··· Selected excerpt ···

All 4000 of your products have some basic product information that was probably created by merchants, and flows through your e-commerce CMS to your category and product detail pages. So I'd start with some block and tackling to make sure that the information you already have about each product is adding the maximum possible SEO value. The advantage of this approach is then you can teach your merchants how to improve their product content, and those improvements will automatically flow to your SEO.
Step 1: Start by making sure you don't have any site wide structural errors. Do some basic audits of the technical SEO elements on your site. Set up an SEOMoz campaign for your site, and let it do it's first crawl. For now just focus on the crawl diagnostics, and see if you have any systemic problems, and what your options are to fix them. I'd also claim your site in Google Webmaster Tools and Bing Webmaster Tools, and see if you are getting any crawl errors, and what HTML improvements google suggests under Optimizations. This step is going to help you find problems like duplicate content, missing Title tags, sitemap errors, etc...
Step 2: Make sure your product content is being properly used on your product detail pages. Use the SEOMoz OnPage Optimization Tool. Pick a popular product detail page, and use the product name as the keyword. See what you can do to improve your Product Detail Template to improve your score. Remember, you aren't fixing this one page, you're fixing all the product detail pages on your site. If you have more than one template, you'll have to do each one separately. This step is going to help you make sure your templates for URL's, Title Tags, H1's, Meta Descriptions, and Image Tags have good defaults.
Step 3: Now you are ready to teach whoever is creating product records on your site, how to be more SEO savvy. Do your products have SEO friendly names?. Is your product taxonomy SEO friendly? I.E. Do you have an "Apparel" category when most of your customer are searching for "Clothes". Are you writing great, unique product descriptions for each product or are you just cutting a pasting the manufacturers description (the same one that appears on thousands of other e-commerce sites). I recommend you tackle this step in two parts.
A. Teach your merchants how to be SEO savvy, and make sure all new SKU's are created with great content.

···

Transcribe the whole e-commerce SEO advice word for word, keeping its original spelling and punctuation.

··· Raw data ···

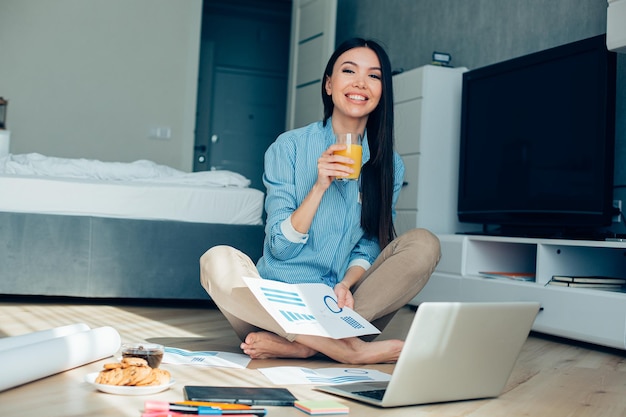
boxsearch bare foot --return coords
[240,332,317,359]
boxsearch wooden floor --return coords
[0,298,626,417]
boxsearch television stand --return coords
[460,224,619,241]
[411,235,626,349]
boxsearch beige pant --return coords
[200,229,441,341]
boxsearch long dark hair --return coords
[322,38,396,249]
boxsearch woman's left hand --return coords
[333,282,354,309]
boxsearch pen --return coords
[144,401,267,416]
[173,401,250,410]
[141,411,256,417]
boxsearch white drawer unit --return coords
[411,235,626,349]
[393,65,467,234]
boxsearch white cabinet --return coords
[412,235,626,349]
[393,65,467,235]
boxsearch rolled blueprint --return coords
[0,323,89,352]
[0,326,121,391]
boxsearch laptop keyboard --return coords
[355,389,385,400]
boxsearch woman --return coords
[200,38,440,364]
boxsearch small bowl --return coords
[122,343,163,368]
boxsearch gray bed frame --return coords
[0,212,264,301]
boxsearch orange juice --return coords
[335,144,363,180]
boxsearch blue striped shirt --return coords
[257,120,404,287]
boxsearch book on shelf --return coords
[546,275,626,292]
[478,271,535,281]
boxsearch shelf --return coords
[412,235,626,349]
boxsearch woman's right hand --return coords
[317,144,351,189]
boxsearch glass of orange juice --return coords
[335,133,363,181]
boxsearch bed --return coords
[0,154,264,300]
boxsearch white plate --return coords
[85,372,176,395]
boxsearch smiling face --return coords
[325,47,382,132]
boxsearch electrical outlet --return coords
[613,200,622,223]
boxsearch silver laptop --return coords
[315,302,539,407]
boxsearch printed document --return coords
[243,277,380,339]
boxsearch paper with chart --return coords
[243,277,380,339]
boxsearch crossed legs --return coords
[200,229,440,364]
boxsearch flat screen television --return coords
[458,35,617,238]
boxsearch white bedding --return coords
[0,154,264,225]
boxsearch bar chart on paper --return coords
[243,277,380,339]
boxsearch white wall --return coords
[0,0,202,171]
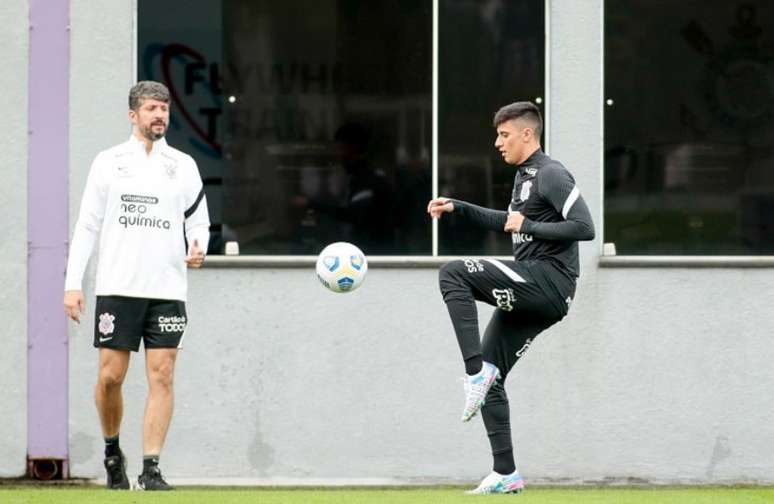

···

● **Task solution**
All 4000 of your products have some basic product information that was probably created by merchants, and flows through your e-commerce CMS to your category and product detail pages. So I'd start with some block and tackling to make sure that the information you already have about each product is adding the maximum possible SEO value. The advantage of this approach is then you can teach your merchants how to improve their product content, and those improvements will automatically flow to your SEO.
Step 1: Start by making sure you don't have any site wide structural errors. Do some basic audits of the technical SEO elements on your site. Set up an SEOMoz campaign for your site, and let it do it's first crawl. For now just focus on the crawl diagnostics, and see if you have any systemic problems, and what your options are to fix them. I'd also claim your site in Google Webmaster Tools and Bing Webmaster Tools, and see if you are getting any crawl errors, and what HTML improvements google suggests under Optimizations. This step is going to help you find problems like duplicate content, missing Title tags, sitemap errors, etc...
Step 2: Make sure your product content is being properly used on your product detail pages. Use the SEOMoz OnPage Optimization Tool. Pick a popular product detail page, and use the product name as the keyword. See what you can do to improve your Product Detail Template to improve your score. Remember, you aren't fixing this one page, you're fixing all the product detail pages on your site. If you have more than one template, you'll have to do each one separately. This step is going to help you make sure your templates for URL's, Title Tags, H1's, Meta Descriptions, and Image Tags have good defaults.
Step 3: Now you are ready to teach whoever is creating product records on your site, how to be more SEO savvy. Do your products have SEO friendly names?. Is your product taxonomy SEO friendly? I.E. Do you have an "Apparel" category when most of your customer are searching for "Clothes". Are you writing great, unique product descriptions for each product or are you just cutting a pasting the manufacturers description (the same one that appears on thousands of other e-commerce sites). I recommend you tackle this step in two parts.
A. Teach your merchants how to be SEO savvy, and make sure all new SKU's are created with great content.